Study text:
○ ○ ○ ○ ○
John Jumbo

Personal information
- Full name: John Nasigba Jumbo
- Date of birth: 13 December 1988 (age 37)
- Place of birth: Port Harcourt, Nigeria
- Height: 1.82 m (6 ft 0 in)
- Position: Striker

Youth career
- FC Arugo of Owerri

Senior career*
- Years: Team / Apps / (Gls)
- 2005–2008: El Qanah / 61 / (36)
- 2008–2009: Ismaily / 17 / (6)
- 2009–2010: Haras El Hodood / 11 / (3)
- 2010–2012: Al-Qadisiya / 24 / (13)
- 2012–2014: Al-Riffa / 32 / (19)
- 2014–2015: Al Hala SC / 27 / (13)
- 2015: → Dolphins FC (loan) / 8 / (4)

International career^{‡}
- 2007–2008: Nigeria U-20 / 8 / (3)
○ ○ ○ ○ ○
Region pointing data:

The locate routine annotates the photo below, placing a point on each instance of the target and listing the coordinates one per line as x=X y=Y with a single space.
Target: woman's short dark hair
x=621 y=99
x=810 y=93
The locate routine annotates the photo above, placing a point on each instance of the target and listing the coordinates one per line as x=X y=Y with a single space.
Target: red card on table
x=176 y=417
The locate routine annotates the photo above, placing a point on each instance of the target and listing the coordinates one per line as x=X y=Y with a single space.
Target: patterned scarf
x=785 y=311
○ ○ ○ ○ ○
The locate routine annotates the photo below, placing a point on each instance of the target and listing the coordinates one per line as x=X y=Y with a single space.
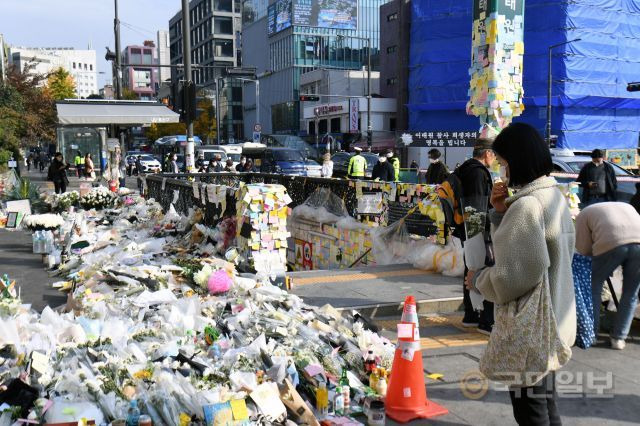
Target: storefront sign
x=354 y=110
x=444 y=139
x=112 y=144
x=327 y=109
○ ○ ○ ○ ○
Activity 1: Using the John Jumbo profile, decide whether each statement agrees with it: (a) Jumbo was born in Port Harcourt, Nigeria. (b) He plays as a goalkeeper. (c) His youth career was with El Qanah. For each, give yes or no and quote the deciding words.
Activity 2: According to the John Jumbo profile, which team did he play for from 2010 to 2012?

Task response 1:
(a) Yes: "Place of birth: Port Harcourt, Nigeria"
(b) No: "Position: Striker"
(c) No: "FC Arugo of Owerri"

Task response 2: Al-Qadisiya